=== Information given ===

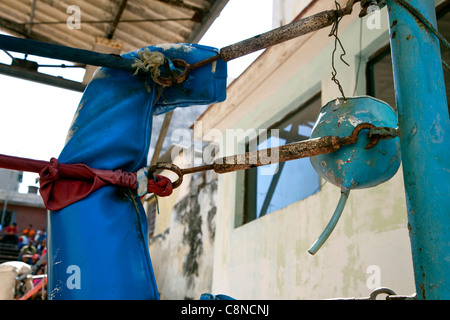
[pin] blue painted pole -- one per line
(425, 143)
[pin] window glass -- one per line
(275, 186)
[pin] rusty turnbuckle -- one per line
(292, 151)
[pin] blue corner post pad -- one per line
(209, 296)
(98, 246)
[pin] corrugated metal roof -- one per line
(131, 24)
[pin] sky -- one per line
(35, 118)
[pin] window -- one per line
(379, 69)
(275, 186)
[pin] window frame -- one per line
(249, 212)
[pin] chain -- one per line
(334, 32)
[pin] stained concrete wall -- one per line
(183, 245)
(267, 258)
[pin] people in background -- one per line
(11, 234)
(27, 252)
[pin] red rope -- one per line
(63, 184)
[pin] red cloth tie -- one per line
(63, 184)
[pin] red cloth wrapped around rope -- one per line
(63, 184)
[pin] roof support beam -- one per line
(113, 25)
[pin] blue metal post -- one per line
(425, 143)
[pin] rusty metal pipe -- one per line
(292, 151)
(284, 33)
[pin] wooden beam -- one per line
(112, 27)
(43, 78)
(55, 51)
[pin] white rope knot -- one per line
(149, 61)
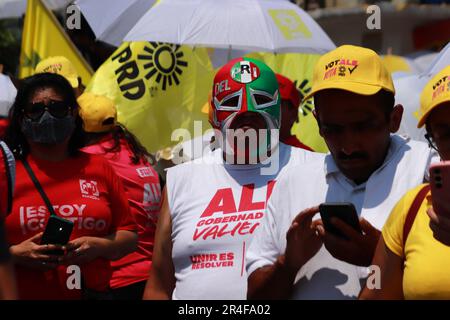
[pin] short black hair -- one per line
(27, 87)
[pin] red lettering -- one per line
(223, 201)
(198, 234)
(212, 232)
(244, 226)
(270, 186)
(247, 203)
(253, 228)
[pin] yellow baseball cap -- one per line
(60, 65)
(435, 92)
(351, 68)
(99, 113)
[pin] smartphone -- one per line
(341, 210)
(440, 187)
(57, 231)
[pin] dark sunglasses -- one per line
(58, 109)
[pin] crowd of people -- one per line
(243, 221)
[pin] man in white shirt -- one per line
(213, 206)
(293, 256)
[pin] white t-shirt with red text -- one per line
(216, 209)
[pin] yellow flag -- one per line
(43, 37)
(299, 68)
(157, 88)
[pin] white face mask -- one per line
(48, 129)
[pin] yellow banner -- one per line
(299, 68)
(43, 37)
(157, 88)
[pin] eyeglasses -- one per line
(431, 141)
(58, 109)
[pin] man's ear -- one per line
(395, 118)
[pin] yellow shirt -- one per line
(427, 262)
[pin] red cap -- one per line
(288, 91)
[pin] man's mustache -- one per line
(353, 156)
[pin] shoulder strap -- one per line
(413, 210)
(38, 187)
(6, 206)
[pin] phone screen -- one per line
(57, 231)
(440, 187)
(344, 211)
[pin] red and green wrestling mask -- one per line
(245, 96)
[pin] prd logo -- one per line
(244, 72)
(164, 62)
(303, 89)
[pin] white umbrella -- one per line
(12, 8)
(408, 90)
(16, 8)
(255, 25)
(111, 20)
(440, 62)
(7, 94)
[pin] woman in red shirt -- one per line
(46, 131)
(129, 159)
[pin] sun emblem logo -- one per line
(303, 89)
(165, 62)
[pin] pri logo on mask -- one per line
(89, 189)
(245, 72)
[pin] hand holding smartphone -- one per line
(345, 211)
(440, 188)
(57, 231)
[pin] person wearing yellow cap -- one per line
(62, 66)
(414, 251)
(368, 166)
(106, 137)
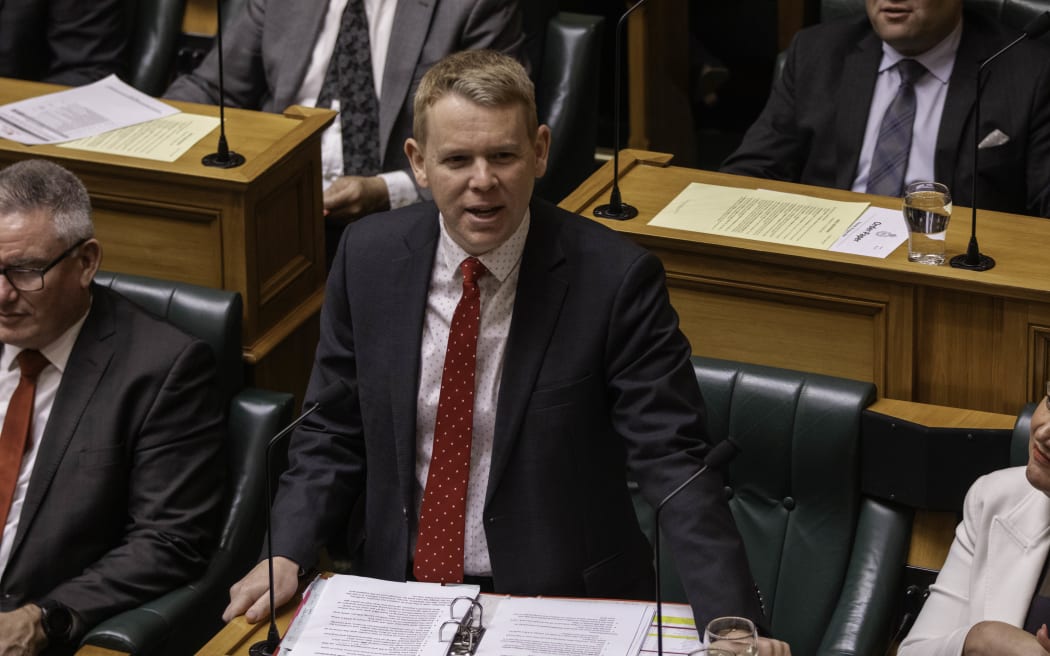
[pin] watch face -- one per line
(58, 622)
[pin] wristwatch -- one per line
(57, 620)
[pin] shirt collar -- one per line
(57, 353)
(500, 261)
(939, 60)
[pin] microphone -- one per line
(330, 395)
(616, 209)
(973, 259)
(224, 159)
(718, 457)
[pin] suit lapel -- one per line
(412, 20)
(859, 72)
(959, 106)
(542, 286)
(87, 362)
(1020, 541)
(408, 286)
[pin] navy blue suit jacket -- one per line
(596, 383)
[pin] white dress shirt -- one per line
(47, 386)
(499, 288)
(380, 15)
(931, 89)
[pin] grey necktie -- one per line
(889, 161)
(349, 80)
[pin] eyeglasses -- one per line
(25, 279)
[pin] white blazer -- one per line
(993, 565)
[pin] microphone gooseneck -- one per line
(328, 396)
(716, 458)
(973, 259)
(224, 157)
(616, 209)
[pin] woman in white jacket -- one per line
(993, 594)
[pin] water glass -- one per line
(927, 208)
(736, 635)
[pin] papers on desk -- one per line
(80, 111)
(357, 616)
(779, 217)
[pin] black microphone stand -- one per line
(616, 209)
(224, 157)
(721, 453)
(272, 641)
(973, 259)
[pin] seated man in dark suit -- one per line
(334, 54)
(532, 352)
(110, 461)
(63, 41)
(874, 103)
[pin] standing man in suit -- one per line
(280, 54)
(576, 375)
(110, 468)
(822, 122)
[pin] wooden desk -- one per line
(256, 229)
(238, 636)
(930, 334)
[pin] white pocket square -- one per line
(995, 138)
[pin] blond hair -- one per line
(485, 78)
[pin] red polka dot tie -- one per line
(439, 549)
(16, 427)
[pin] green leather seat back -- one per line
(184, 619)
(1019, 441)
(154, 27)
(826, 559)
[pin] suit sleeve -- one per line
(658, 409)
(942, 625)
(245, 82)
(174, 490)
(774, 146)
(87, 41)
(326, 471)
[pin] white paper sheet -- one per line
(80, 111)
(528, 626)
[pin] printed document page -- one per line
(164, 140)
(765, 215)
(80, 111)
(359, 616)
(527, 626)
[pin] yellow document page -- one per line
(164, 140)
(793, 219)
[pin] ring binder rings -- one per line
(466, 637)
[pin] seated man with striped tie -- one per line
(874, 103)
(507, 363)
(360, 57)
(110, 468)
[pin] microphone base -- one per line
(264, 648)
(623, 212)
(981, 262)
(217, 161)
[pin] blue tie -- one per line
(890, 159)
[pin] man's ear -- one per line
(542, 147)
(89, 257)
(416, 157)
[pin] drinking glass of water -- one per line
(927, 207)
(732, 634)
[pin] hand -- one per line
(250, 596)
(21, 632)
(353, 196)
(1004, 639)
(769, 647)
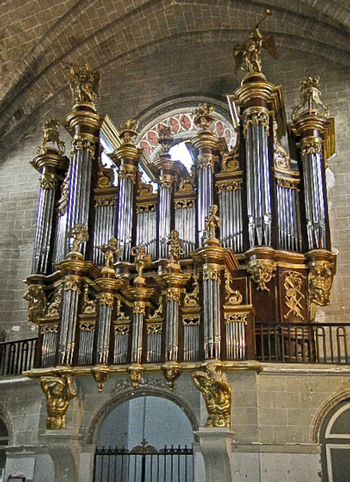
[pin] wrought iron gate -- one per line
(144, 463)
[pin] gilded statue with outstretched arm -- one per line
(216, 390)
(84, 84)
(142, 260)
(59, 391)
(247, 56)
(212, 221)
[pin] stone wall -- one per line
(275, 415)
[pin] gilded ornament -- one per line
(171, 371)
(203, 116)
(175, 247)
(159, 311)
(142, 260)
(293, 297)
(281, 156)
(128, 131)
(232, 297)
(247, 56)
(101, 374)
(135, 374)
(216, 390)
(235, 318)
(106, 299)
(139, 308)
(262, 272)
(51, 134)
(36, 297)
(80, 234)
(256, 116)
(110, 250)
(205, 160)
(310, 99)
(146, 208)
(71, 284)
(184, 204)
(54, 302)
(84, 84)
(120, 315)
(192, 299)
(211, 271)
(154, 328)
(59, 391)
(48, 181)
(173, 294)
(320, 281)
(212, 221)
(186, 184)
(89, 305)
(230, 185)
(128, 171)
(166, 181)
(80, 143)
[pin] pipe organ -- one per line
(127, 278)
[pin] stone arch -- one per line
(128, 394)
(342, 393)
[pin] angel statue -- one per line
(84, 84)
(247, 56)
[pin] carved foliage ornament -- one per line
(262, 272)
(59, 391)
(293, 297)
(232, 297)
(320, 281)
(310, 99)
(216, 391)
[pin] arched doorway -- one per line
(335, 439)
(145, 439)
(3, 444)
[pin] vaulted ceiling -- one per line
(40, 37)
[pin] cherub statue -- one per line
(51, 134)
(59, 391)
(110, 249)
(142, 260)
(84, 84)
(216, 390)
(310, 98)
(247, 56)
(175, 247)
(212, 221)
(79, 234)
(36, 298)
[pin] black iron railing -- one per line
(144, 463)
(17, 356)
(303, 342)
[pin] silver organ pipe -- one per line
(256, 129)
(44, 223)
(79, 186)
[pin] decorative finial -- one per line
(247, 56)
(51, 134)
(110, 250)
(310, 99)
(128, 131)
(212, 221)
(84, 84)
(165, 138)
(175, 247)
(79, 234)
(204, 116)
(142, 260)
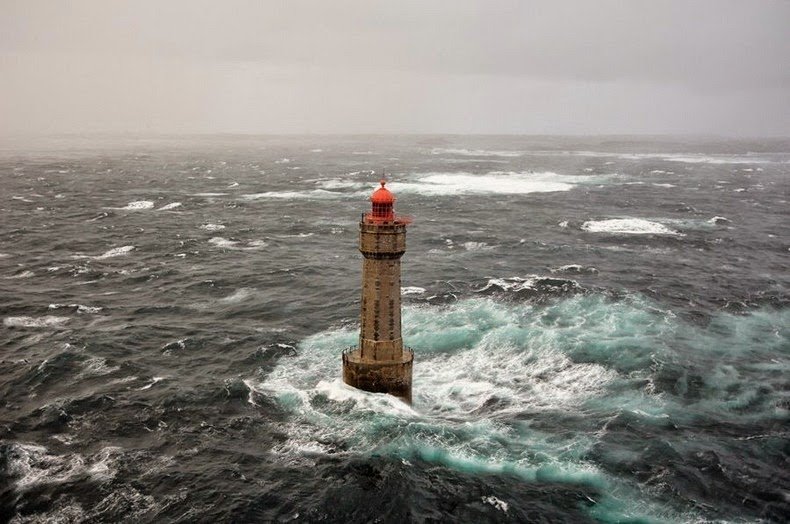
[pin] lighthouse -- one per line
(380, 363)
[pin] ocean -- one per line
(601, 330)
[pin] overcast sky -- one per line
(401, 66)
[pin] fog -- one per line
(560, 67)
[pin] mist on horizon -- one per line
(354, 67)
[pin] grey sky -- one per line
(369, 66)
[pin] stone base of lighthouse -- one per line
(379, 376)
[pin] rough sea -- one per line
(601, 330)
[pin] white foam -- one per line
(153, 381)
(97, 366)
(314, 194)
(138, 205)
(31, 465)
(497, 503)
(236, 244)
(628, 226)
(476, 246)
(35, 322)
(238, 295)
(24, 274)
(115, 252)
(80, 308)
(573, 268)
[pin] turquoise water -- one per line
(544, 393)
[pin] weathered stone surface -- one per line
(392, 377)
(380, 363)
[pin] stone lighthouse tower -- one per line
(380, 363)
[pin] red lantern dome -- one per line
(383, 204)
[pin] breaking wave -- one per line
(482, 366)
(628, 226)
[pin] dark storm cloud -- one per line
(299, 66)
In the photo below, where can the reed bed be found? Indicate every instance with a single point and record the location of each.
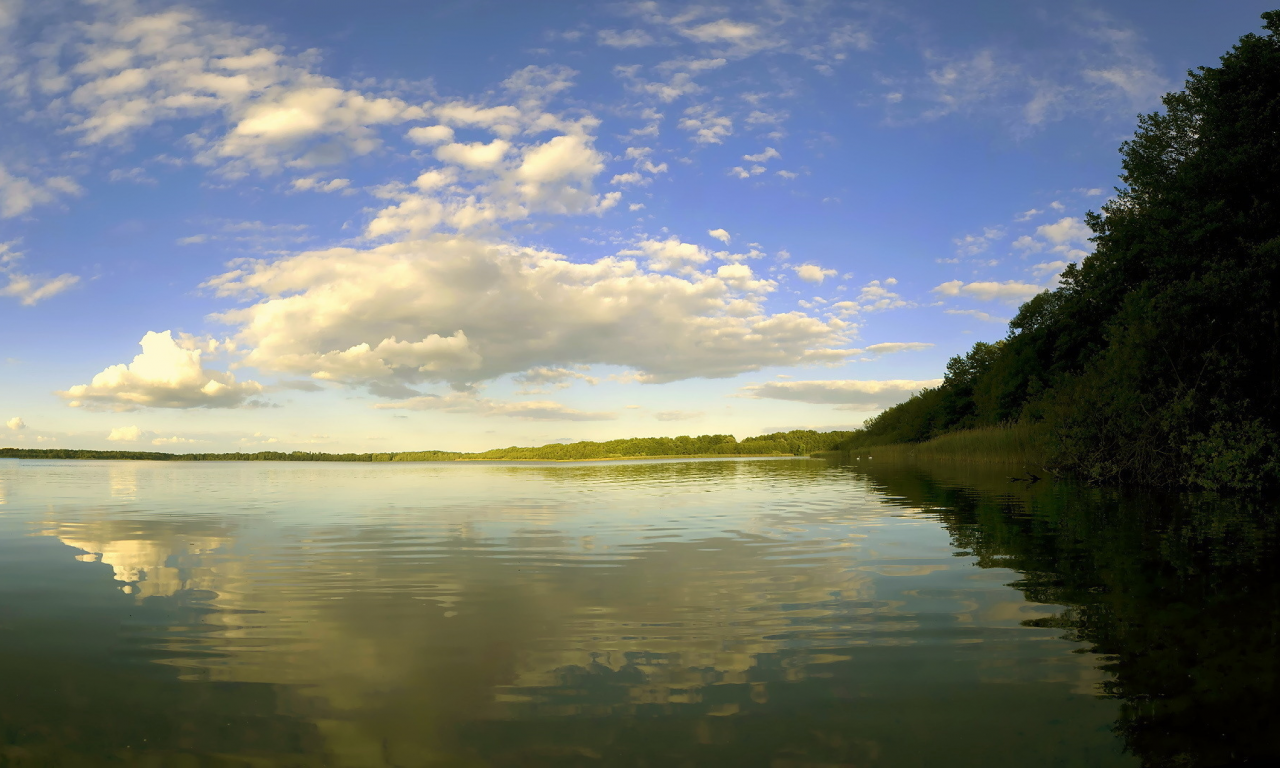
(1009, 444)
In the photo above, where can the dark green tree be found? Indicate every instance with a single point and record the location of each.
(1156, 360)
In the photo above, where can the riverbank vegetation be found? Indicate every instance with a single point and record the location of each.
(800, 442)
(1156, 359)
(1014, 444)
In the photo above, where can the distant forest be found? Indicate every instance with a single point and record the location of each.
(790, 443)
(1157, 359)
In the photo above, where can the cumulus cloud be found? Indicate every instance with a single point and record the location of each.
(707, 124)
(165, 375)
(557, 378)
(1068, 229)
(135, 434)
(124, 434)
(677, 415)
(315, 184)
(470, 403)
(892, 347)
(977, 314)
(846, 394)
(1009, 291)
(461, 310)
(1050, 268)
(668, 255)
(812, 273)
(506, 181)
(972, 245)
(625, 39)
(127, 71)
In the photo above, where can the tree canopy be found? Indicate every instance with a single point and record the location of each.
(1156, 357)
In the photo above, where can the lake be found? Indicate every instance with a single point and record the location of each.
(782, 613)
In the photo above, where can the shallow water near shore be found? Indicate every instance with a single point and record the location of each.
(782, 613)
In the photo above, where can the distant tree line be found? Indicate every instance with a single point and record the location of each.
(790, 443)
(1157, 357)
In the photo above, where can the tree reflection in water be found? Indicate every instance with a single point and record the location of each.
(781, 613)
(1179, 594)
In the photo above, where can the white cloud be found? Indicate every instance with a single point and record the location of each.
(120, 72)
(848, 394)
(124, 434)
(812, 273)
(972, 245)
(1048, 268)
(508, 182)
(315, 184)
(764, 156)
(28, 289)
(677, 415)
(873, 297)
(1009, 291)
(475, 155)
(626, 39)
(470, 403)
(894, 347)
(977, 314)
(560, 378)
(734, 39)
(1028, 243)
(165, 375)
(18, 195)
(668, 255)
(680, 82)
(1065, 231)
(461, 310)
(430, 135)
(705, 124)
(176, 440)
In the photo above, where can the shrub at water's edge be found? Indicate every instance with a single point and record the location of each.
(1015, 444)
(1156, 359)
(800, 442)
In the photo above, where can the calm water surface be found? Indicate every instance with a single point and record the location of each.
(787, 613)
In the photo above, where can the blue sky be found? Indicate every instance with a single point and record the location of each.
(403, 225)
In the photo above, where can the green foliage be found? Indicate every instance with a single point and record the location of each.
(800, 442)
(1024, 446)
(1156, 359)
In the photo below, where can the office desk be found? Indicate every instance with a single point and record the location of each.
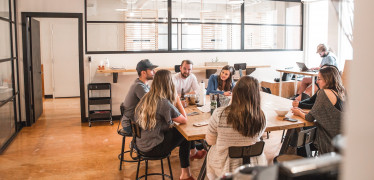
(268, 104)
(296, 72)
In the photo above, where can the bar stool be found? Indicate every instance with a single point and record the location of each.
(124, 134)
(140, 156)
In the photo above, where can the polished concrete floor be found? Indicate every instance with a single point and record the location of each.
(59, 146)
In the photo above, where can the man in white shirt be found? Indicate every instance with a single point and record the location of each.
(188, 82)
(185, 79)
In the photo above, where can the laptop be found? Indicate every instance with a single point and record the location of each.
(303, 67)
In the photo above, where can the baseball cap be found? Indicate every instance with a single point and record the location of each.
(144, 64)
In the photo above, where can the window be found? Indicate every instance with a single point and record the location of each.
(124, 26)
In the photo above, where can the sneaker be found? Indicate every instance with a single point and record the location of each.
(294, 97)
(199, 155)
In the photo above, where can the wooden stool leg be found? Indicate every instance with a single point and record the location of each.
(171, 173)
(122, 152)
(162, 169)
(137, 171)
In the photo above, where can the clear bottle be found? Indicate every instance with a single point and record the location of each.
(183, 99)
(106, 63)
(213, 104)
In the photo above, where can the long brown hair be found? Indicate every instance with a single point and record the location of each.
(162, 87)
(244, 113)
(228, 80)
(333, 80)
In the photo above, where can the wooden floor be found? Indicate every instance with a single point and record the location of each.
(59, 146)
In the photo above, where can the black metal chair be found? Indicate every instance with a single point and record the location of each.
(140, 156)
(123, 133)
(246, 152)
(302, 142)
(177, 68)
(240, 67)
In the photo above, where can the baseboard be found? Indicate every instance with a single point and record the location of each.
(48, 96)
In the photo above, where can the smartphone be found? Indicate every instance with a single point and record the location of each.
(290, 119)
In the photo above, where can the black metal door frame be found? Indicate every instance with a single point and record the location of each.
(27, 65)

===

§ **About this task**
The lines from the one holding "In the photo above, where can the wooden stool" to the last line of the entries, both included: retype them exactly and give nothing else.

§ **Response area**
In the photo above, where can the wooden stool leg be found? Indicate every instance with a single point and record the location of each.
(171, 173)
(122, 152)
(162, 169)
(137, 171)
In the photo above, where can the clear bottle be found? Indicate every instance with a single point and record the location of each.
(183, 99)
(106, 63)
(213, 104)
In the photo above, where can the long brown hair be found? Indicate every instance with a single point and record the location of each.
(162, 87)
(244, 113)
(228, 80)
(333, 80)
In the photo above, where can the wooden floor be found? Indicate every instance with a single point and record the location of each.
(59, 146)
In the photo above, where can the black metal chair be found? Indicate every instance with a single point and record the location of each.
(140, 156)
(123, 133)
(246, 152)
(302, 142)
(177, 68)
(240, 67)
In the photo above, where can the baseboard be found? Indicate every instance with a single point and record the location of each.
(48, 96)
In the photo above, where can the smartphone be found? Indicate every instance with a single point and record the location of each.
(290, 119)
In the photo above, where can the black metal door frame be found? Indicate every instance with a single point and record the location of each.
(27, 65)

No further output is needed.